• Alcidion increased sales significantly in the first half
  • Cogstate sounds warning on outlook
  • Probiotic had a super half


Most biotech firms on the ASX are clinical stage companies, meaning they are still trying to prove that their drugs are safe and effective – and therefore have no revenues to speak of.

On the other hand, most of the diagnostics and non-clinical plays do generate revenues.

Here’s a pick of the revenue-generating healthcare stocks on the ASX which reported half-year earnings today:

Alcidion’s H1 sales up 58pc

Healthcare informatics company Alcidion (ASX:ALC) reported $18.6m of new contracted sales in the first half, increasing its revenue by 48% on pcp to $19m.

Recurring revenue increased by 58% on pcp to $13.85m.

The company reported bottom line underlying EBITDA loss of $1.1m, an improvement of $2.1m loss in the pcp.

Highlights for the half include a new $2.8m contract with the University Hospital Southampton NHS Foundation Trust (UHS) to implement Alcidion’s Miya Precision IT platform.

“We continued to grow revenue and sign multiple new and renewal contracts in what has been a challenging economic and healthcare environment, particularly in the UK,” said Alcidion’s CEO, Kate Quirke.

Cogstate signals tough outlook

Cogstate (ASX:CGS)

Neuroscience biotech Cogstate has warned that first half earnings will be impacted by slower than expected enrolment of patients by pharmaceutical companies in a small number of their large Alzheimer’s trials.

Although the number of patients enrolled each month has increased since its November AGM, the rate of enrolment will not catch up to initial projections.

========================================

**What you should do**
Rewrite the paragraph beginning "Healthcare informatics company Alcidion" from the article on ASX healthcare earnings as a short bulleted list that keeps its main figures.

========================================

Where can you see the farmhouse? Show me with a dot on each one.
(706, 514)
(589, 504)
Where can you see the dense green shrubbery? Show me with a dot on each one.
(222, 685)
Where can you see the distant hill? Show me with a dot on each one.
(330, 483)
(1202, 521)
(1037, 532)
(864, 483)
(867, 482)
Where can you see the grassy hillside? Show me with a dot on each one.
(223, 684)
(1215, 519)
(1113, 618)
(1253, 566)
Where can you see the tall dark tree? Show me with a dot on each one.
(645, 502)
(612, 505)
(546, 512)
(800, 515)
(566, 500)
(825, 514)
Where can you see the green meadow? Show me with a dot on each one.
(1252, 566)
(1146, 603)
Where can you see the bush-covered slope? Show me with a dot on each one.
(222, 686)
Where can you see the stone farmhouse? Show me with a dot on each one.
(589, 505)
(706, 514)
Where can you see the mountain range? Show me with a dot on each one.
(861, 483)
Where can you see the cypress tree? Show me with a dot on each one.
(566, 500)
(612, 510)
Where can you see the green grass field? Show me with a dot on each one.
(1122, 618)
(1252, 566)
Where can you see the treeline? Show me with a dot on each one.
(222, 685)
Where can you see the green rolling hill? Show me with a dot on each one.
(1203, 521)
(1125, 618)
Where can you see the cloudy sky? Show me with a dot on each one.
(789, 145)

========================================

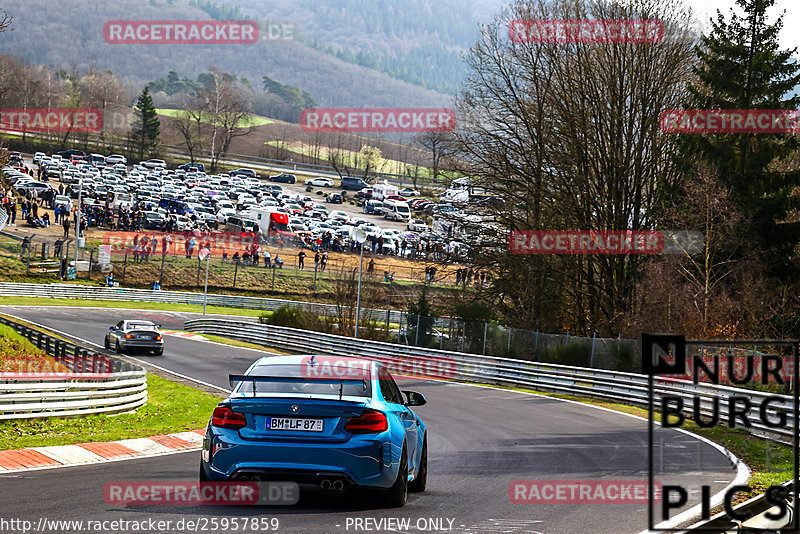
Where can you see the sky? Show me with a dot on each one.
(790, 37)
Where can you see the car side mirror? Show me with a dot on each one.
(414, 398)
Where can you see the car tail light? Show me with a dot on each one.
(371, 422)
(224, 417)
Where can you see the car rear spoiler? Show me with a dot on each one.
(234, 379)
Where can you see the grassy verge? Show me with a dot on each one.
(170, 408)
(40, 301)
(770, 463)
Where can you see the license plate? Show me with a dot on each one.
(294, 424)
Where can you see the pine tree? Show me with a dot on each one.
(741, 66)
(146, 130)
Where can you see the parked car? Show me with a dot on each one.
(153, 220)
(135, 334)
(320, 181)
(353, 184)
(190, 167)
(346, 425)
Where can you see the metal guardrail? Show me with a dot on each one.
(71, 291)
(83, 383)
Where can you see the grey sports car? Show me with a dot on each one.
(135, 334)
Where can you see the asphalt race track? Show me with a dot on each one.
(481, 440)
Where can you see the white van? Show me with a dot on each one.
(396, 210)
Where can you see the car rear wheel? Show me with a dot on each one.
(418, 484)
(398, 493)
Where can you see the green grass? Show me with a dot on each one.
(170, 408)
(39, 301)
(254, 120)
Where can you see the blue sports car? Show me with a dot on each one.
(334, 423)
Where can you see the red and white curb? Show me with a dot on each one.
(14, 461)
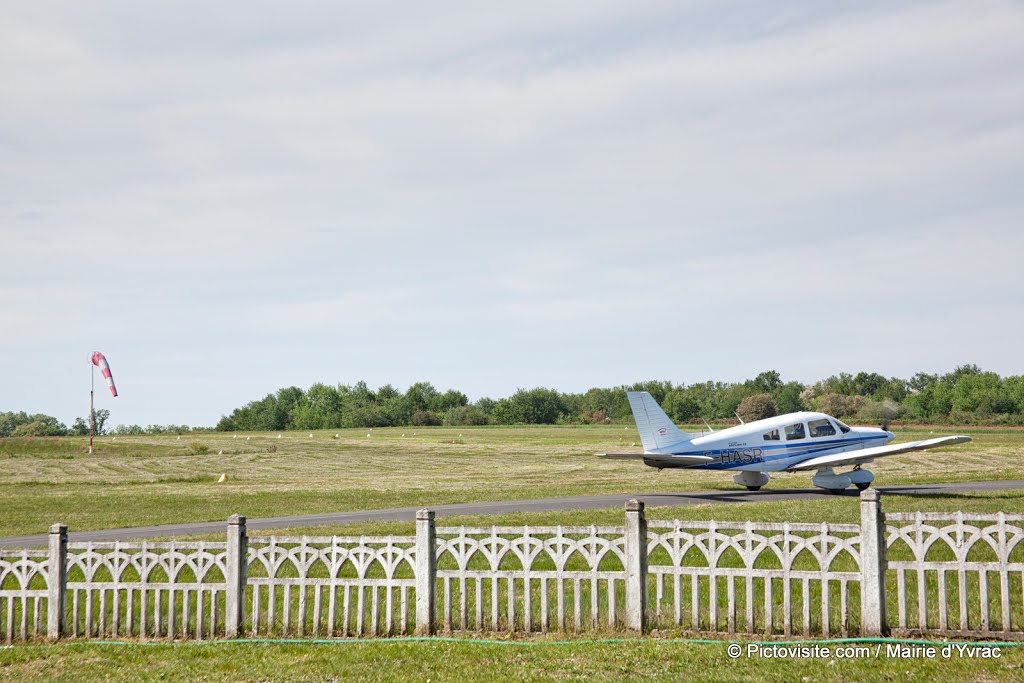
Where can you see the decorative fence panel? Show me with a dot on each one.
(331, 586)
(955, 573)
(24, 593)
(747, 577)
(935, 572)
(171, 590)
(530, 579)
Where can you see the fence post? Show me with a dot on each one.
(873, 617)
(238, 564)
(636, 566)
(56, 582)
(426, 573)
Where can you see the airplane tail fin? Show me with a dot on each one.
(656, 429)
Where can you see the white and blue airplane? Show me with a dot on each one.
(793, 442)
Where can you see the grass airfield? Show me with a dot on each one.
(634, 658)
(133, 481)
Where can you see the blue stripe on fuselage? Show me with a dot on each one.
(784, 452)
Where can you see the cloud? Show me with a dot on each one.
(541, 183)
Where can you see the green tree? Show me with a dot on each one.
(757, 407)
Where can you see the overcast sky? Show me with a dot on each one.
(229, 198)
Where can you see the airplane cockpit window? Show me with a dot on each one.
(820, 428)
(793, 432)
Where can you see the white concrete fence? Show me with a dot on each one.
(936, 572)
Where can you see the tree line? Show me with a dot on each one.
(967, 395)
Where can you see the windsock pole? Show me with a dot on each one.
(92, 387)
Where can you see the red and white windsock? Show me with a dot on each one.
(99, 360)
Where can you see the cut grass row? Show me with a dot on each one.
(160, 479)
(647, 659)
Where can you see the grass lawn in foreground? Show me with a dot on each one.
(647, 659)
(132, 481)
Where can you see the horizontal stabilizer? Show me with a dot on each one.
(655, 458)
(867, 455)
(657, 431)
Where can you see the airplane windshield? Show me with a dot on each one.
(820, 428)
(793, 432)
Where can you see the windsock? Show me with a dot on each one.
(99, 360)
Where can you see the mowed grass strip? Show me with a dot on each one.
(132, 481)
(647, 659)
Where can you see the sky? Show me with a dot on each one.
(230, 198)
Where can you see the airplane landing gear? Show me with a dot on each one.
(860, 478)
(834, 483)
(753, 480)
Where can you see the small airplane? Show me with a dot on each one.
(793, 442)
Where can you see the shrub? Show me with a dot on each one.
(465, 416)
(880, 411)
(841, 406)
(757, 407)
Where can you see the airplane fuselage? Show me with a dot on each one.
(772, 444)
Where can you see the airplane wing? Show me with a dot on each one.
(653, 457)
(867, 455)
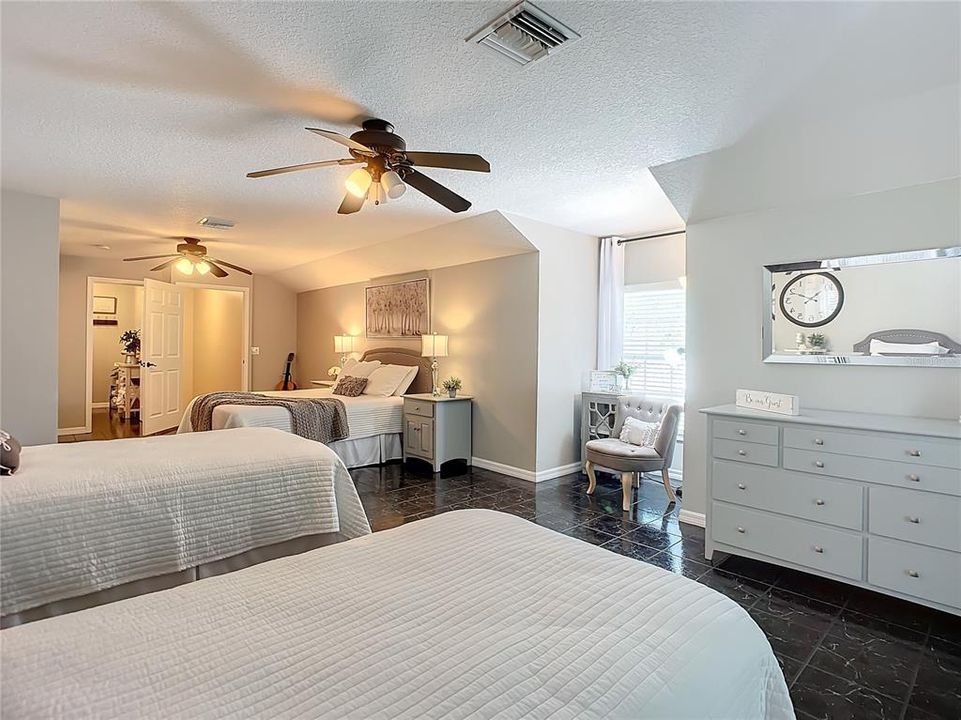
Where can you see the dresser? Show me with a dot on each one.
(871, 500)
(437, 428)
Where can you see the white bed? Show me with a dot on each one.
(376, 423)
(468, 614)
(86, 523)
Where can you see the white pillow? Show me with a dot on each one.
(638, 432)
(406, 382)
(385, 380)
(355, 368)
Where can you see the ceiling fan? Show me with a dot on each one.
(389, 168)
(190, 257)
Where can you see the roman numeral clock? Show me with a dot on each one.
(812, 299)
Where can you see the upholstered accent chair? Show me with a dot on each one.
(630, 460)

========================================

**Exercise solution**
- Alcidion (ASX:ALC), a healthcare informatics company, reported $18.6m of new contracted sales in the first half.
- Its revenue rose 48% on pcp to $19m.